* **DATA FOR THIS TASK**:
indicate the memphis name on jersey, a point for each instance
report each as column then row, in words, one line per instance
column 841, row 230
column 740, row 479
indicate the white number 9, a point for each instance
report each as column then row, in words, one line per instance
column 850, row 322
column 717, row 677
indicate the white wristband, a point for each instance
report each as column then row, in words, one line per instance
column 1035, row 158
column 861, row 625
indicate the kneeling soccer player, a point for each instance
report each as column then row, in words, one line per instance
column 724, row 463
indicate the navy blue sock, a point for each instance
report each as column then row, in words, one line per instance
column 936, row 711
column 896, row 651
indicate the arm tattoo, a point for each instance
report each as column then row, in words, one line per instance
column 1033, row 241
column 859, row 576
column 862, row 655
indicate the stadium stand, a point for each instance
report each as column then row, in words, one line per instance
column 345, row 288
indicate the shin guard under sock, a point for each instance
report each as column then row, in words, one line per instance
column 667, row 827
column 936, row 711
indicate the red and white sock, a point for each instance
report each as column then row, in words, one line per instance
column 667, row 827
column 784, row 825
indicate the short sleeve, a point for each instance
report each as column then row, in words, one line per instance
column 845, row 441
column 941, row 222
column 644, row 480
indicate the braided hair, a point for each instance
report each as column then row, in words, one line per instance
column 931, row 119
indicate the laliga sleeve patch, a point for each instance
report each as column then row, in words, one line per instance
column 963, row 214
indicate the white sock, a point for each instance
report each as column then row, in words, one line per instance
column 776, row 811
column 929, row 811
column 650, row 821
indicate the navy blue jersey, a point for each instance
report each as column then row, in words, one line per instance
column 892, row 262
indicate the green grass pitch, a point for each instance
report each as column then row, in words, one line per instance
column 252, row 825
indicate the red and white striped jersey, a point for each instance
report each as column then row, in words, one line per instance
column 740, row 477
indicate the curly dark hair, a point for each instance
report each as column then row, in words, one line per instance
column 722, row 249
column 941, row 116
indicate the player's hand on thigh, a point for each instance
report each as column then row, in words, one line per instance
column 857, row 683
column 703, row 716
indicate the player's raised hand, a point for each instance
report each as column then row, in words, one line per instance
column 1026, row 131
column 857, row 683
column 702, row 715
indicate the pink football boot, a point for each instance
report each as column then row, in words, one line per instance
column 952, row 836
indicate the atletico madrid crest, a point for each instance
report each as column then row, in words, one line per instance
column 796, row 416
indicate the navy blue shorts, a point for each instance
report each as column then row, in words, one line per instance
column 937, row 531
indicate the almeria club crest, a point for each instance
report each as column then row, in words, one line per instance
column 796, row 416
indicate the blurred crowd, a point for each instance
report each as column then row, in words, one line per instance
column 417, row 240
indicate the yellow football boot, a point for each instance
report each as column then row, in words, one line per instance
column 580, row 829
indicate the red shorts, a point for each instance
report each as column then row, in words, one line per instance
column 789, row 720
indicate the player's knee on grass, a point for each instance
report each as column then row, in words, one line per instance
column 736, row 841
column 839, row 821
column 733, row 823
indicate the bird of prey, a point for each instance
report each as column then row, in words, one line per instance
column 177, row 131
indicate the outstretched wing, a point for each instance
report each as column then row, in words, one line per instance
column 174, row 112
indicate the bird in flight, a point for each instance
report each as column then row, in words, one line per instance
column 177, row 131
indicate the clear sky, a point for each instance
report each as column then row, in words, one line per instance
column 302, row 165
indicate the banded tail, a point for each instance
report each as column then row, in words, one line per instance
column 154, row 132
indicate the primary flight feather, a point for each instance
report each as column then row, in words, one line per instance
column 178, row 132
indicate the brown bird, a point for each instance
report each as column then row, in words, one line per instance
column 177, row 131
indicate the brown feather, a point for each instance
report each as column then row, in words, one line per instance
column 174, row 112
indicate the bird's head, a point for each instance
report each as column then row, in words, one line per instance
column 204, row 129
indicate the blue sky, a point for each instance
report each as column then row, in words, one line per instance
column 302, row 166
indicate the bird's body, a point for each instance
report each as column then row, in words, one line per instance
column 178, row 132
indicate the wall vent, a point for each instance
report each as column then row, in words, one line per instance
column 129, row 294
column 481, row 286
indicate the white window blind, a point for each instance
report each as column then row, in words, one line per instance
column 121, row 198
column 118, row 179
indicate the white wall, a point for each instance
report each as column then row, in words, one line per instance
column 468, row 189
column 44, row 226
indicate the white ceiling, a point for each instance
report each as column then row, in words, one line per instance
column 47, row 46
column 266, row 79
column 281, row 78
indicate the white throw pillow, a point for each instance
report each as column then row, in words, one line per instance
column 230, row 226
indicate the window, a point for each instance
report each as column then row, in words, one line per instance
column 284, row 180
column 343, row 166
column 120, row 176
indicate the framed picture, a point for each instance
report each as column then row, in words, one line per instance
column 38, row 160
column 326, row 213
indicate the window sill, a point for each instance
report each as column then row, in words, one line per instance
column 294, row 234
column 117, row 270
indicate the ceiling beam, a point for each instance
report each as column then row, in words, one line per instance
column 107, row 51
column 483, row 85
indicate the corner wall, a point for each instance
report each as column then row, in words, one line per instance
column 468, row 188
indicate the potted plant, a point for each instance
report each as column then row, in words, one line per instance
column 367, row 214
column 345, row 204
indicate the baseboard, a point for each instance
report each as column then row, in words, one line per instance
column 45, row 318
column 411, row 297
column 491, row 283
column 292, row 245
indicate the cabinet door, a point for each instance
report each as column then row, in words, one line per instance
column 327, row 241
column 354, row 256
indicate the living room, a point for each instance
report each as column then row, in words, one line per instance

* **THE TASK**:
Retype the whole listing without changing anything.

* **YOUR RESPONSE**:
indicate the memphis name on jersey, a point for each instance
report each as column then row, in words, one line per instance
column 841, row 230
column 740, row 479
indicate the white number 9, a point for each instance
report each as column then row, in words, one line per instance
column 850, row 322
column 717, row 677
indicate the white wristband, a point for each instance
report each as column then row, in words, one line per instance
column 1035, row 158
column 861, row 625
indicate the kneeling soccer player, a point for each instance
report each as column then row, in words, one line per instance
column 724, row 463
indicate the navy blue sock, a point for each instance
report each as column then row, in words, one line per instance
column 936, row 711
column 896, row 651
indicate the arm tattoo, a point for each instance
report each as column then row, in words, one line per instance
column 1033, row 241
column 859, row 576
column 862, row 655
indicate the stadium stand, a point for each instance
report each as column then row, in words, one line per instance
column 345, row 288
indicate the shin guard under sock, a point for each instance
report each as column then row, in words, one line per instance
column 667, row 827
column 936, row 711
indicate the red and white sock, a point for each instance
report each as column then row, in words, one line per instance
column 667, row 827
column 784, row 825
indicate the short sleeve, a point for each instance
report each as column then row, in words, one line per instance
column 845, row 441
column 941, row 222
column 644, row 480
indicate the braided hair, a point for each instance
report each as column then row, in words, one line per instance
column 931, row 119
indicate the laliga sleeve patch, a point for each instance
report each as column then row, in words, one line per instance
column 963, row 214
indicate the white sock, a point for each instance
report each as column then row, in words, one line per instance
column 776, row 811
column 929, row 811
column 650, row 821
indicate the navy blue jersey, a point for each instance
report each as column then row, in words, one line per instance
column 892, row 262
indicate the green grass pitch, a point for each instance
report each as column then row, in words, one line per instance
column 252, row 825
indicate the red and white striped jersey, a point for each instance
report each as column then row, in words, one line per instance
column 740, row 477
indicate the curly dark hair, a point for each instance
report each as column then row, in words, one line per instance
column 722, row 249
column 941, row 116
indicate the player's hand on thigh, a point for each instance
report each as column then row, in words, one line per instance
column 857, row 683
column 703, row 716
indicate the player's raised hand, a point for each instance
report each as column then row, in words, one line per instance
column 1026, row 131
column 857, row 683
column 702, row 715
indicate the pink football boot, a point for each instance
report each as column then row, in words, one line per instance
column 952, row 836
indicate the atletico madrid crest, a point for each instance
report each as column then row, in words, one line per instance
column 796, row 416
indicate the navy blue shorts, a point for each instance
report each as column then row, in words, one line per instance
column 937, row 531
indicate the almeria club crest, a point for each instance
report each as column then row, in words, one line per instance
column 796, row 416
indicate the blurred crowd, a point for each instance
report each as column then row, in words, one line per instance
column 417, row 240
indicate the yellow football boot, a point for each instance
report each as column then row, in words, one line per instance
column 580, row 829
indicate the red shorts, a point for each instance
report each as column then row, in words, one line per instance
column 789, row 720
indicate the player's knee on grass, a point for each instance
report each as column then row, in words, one line per instance
column 736, row 841
column 839, row 821
column 733, row 823
indicate the bird of prey, a point for each instance
report each as column then row, in words, one line per instance
column 177, row 131
indicate the outstretched wing, a point for each instance
report each as column then row, in words, one line per instance
column 174, row 112
indicate the bird in flight, a point for each instance
report each as column then row, in words, one line per instance
column 177, row 131
indicate the clear sky, a point for each instance
report each as column then row, in words, one line per instance
column 302, row 165
indicate the banded tail, a point for each instance
report each as column then row, in words, one line per instance
column 154, row 132
indicate the primary flight feather, a point for each instance
report each as column then row, in words, one line per instance
column 178, row 132
indicate the brown bird, a point for each instance
report each as column then row, in words, one line per instance
column 177, row 131
indicate the brown feather, a point for each instance
report each as column then row, in words, one line per instance
column 174, row 112
indicate the bird's head, a point for each instance
report each as column then row, in words, one line per instance
column 204, row 129
indicate the blue sky, a point for each instance
report each as column then row, in words, one line per instance
column 302, row 166
indicate the bird's body, a point for each instance
report each as column then row, in words, one line per instance
column 178, row 132
indicate the wall vent, a point for each instance
report each as column then row, in words, one line per instance
column 129, row 294
column 481, row 286
indicate the white window blind, a point for each instance
report each as column then row, in words, one line per instance
column 121, row 198
column 118, row 179
indicate the white wall, a point for each instance
report each as column then row, in words, one line per instance
column 468, row 189
column 44, row 226
indicate the white ceiling, a point for each instance
report each as column then row, in words, one line per instance
column 47, row 46
column 266, row 79
column 281, row 78
indicate the white throw pillow, a point for each instance
report each as column then row, in words, one line per instance
column 230, row 226
indicate the window, a point for each instance
report each as column then row, in words, one line per instance
column 284, row 180
column 343, row 166
column 120, row 176
indicate the framed picture, a point for each instance
report each as column then row, in words, one line per instance
column 38, row 160
column 326, row 213
indicate the window sill, a point for each instance
report each as column then row, in words, one line per instance
column 294, row 234
column 117, row 270
indicate the ceiling beam, a point for each instance
report each as column then row, in words, one line per instance
column 107, row 51
column 483, row 85
indicate the corner wall, a point for each instance
report each as column then row, in words, one line per instance
column 468, row 188
indicate the potted plant, a point for each instance
report each as column then row, in words, one line per instance
column 367, row 214
column 345, row 204
indicate the baseboard, a point for each instance
report each as column then row, in words, one line per instance
column 45, row 318
column 411, row 297
column 491, row 283
column 292, row 245
indicate the cabinet door, a point for each instance
report each as column then row, in words, one line per instance
column 327, row 241
column 354, row 256
indicate the living room, a point for each instance
report each as column then row, in words, one line per instance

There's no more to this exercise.